= STATED PROBLEM =
Copy the material below, replacing every "Result" with "Answer" and leaving everything else as it is.

= TASK INPUTS =
* start *
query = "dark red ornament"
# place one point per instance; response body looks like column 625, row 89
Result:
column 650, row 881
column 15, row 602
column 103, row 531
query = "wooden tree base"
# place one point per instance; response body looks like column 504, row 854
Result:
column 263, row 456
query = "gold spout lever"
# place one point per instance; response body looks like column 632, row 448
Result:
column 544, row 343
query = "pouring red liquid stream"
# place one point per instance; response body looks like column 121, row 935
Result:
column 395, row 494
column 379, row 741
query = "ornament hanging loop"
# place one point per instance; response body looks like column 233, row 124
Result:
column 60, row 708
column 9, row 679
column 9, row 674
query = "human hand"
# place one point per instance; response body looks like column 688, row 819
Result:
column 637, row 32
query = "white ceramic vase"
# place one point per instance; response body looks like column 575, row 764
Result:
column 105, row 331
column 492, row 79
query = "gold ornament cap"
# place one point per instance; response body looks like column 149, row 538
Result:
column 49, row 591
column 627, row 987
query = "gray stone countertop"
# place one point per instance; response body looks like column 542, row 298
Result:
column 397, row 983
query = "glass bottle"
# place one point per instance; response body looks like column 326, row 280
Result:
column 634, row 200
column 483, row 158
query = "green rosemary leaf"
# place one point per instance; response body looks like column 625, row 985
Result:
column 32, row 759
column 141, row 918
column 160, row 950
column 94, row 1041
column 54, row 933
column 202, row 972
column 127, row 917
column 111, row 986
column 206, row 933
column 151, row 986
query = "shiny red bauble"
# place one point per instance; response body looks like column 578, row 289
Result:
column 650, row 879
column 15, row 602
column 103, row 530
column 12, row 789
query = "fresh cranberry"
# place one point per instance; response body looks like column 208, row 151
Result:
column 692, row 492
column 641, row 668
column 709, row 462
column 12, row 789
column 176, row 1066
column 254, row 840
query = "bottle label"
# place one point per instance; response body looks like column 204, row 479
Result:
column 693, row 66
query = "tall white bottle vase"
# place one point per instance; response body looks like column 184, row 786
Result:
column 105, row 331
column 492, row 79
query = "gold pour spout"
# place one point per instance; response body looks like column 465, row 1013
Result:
* end *
= CORRECT ANSWER =
query = "dark red ornament"
# place one point per instance; response body looks like column 625, row 89
Answer:
column 650, row 881
column 15, row 602
column 103, row 531
query = "wooden tree base"
# place one point per instance; response body looks like column 504, row 854
Answer:
column 263, row 456
query = "gold spout lever"
# place one point per instance; response body looks like column 632, row 448
Answer:
column 544, row 343
query = "pouring red liquid stream"
# place one point per instance; response body looks like column 121, row 935
Answer:
column 395, row 494
column 379, row 741
query = "ornament hanging loop"
# place one point per instance; response body looks like column 233, row 124
Answer:
column 60, row 708
column 9, row 679
column 9, row 674
query = "human hand"
# place one point per instance; response body looks like column 688, row 819
Answer:
column 637, row 32
query = "white ceramic vase"
# place one point per instance; response body looks like column 575, row 764
Answer:
column 105, row 331
column 492, row 79
query = "gold ornament cap"
# place one point per instance; response body looks like column 149, row 538
Answer:
column 49, row 591
column 627, row 987
query = "gray stone countertop"
# place one point per instance; response body looks like column 542, row 298
Answer:
column 397, row 983
query = "glass bottle"
# place one point per instance; response body looks like column 326, row 280
Answer:
column 634, row 200
column 483, row 158
query = "green rosemary leaf"
# place one point per instance; response body looks like column 625, row 985
Answer:
column 32, row 759
column 141, row 918
column 160, row 950
column 94, row 1041
column 54, row 933
column 202, row 972
column 127, row 917
column 111, row 986
column 206, row 933
column 151, row 986
query = "shiny red bauble"
# place one point per instance; response body looks like column 578, row 289
Answer:
column 650, row 879
column 15, row 602
column 103, row 530
column 12, row 789
query = "fresh cranberry"
# place one point per instance; response body looks like column 208, row 151
Answer:
column 692, row 492
column 641, row 668
column 709, row 462
column 12, row 789
column 176, row 1066
column 254, row 840
query = "bottle label"
# place one point per instance; response body looks like column 204, row 479
Answer:
column 693, row 66
query = "tall white bottle vase"
# place one point per instance; response body looks like column 184, row 786
Answer:
column 105, row 331
column 492, row 79
query = "gold pour spout"
# place one point per instance; response body looks like column 465, row 1013
Answer:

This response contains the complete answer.